Document ::
○ ○ ○

Réforme territoriale : quand Valls découvre les vertus des patries charnelles, 40 ans après les régionalistes

Ce n’était pas la partie la plus emblématique du discours d’investiture d’Emmanuel Valls, tant les préoccupations des Français sont ailleurs. La réforme du fameux mille-feuille territorial est sans aucun doute en bas du tableau des urgences du quidam moyen, derrière l’emploi, l’insécurité, l’immigration ou encore la santé.
Pourtant ce mille-feuille illustre, à lui tout seul, le mal français. En multipliant les strates, on dilue les responsabilités, on multiplie les financements croisés, les emplois territoriaux et donc la masse des fonctionnaires à la charge des contribuables, sans pour autant diminuer les impôts nationaux ou la masse de la fonction publique d’état. C’est une course en avant, vers l’inefficacité, la corruption et le gaspillage.
Commune, communauté de commune, intercommunalité, commune-canton, canton, pays, arrondissement, département, agglomération, région… La majorité de ces strates ne sont pas élues, mais désignées. Rares sont celles qui représentent des bassins de vie, des communautés ou des identités réelles.

Si les communes et les départements français sont inscrits dans l’histoire de France depuis plus de 200 ans, les autres sont des créations d’une république en perte de vitesse et de légitimité. Même les régions répondent à un schéma technocratique, et rares sont celles qui représentent une communauté identitaire clairement identifiée. La Corse, l’Alsace, la Picardie peuvent répondre à des identités identifiées.
Mais quid, par exemple, de la Normandie ou de la Bretagne ?

La Bretagne a été amputée du département de la Loire-Atlantique dans les années 40. Depuis, les Bretons n’ont eu de cesse de réclamer, plus ou moins calmement, l’intégrité de la Bretagne. Et c’est encore ce qu’ils ont fait, ce samedi 19 avril, dans les rues de Nantes, avec une très forte mobilisation. Une quinzaine de milliers de manifestants, toutes couleurs politiques confondues, drapeaux bretons et bonnets rouges fièrement portés pour pouvoir « vivre, travailler et décider au pays ». Une affirmation d’identité bretonne, que la France ne semble plus en mesure de leur permettre. Pour Christian Troadec, figure de proue des Bonnets rouges et maire DVG de Carhaix, l’ordre du jour est clair : “Aujourd’hui, la France est l’Etat le plus centralisé d’Europe. Il est temps qu’on puisse, nous en Bretagne avec 4 millions et demi d’habitants, […] se retrouver au même niveau que les régions européennes comme les Länder allemands, comme les grandes provinces espagnoles, l’Ecosse, le Pays-de-Galles“.

○ ○ ○

Données ::
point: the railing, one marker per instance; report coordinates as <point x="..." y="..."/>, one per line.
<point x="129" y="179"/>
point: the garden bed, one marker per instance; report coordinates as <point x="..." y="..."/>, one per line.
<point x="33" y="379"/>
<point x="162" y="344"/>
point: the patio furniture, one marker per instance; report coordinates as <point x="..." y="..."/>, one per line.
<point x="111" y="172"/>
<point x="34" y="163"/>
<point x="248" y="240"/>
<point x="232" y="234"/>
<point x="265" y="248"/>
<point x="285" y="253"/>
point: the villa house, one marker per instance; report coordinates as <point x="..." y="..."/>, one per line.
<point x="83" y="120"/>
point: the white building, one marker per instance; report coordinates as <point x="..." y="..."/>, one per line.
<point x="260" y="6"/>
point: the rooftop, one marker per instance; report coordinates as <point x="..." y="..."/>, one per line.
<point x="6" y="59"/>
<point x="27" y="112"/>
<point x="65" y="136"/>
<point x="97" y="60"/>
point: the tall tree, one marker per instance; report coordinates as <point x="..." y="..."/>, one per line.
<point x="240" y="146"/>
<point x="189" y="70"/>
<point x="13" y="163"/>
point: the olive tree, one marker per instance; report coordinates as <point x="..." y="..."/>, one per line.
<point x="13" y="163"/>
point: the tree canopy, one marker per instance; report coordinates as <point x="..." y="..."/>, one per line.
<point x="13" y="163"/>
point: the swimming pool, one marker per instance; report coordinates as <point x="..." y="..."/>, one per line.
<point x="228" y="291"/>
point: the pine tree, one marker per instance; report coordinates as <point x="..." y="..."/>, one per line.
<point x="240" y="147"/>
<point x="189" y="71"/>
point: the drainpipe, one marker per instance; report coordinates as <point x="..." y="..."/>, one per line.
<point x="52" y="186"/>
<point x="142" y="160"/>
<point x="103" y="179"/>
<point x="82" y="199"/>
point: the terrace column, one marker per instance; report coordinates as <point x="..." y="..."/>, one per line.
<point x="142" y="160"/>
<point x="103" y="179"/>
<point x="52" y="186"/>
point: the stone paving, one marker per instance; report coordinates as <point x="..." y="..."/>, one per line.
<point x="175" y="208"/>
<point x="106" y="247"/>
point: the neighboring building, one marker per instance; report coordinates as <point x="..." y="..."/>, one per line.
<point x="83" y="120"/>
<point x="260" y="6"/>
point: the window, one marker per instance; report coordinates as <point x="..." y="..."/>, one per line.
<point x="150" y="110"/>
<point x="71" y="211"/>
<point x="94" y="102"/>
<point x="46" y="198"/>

○ ○ ○

Défis ::
1) Traduisez en anglais cette phrase du texte sur la réforme territoriale : « La Bretagne a été amputée du département de la Loire-Atlantique dans les années 40. »
2) Dans le texte sur la réforme territoriale, condensez le paragraphe qui commence par « Pourtant ce mille-feuille illustre » en conservant ses faits principaux.
3) Renvoyez tel quel le passage du texte sur la réforme territoriale compris entre « Ce n’était pas » et « encore la santé. », bornes incluses.

Réponses attendues ::
1) Brittany was cut off from the department of Loire-Atlantique in the 1940s.

2) Le mille-feuille territorial résume à lui seul le mal français. La multiplication des strates dilue les responsabilités et accroît les financements croisés et les emplois territoriaux. Elle augmente donc le nombre de fonctionnaires payés par les contribuables, sans réduire les impôts nationaux ni la fonction publique d'État. Cette course en avant mène à l'inefficacité, à la corruption et au gaspillage.

3)
Ce n’était pas la partie la plus emblématique du discours d’investiture d’Emmanuel Valls, tant les préoccupations des Français sont ailleurs. La réforme du fameux mille-feuille territorial est sans aucun doute en bas du tableau des urgences du quidam moyen, derrière l’emploi, l’insécurité, l’immigration ou encore la santé.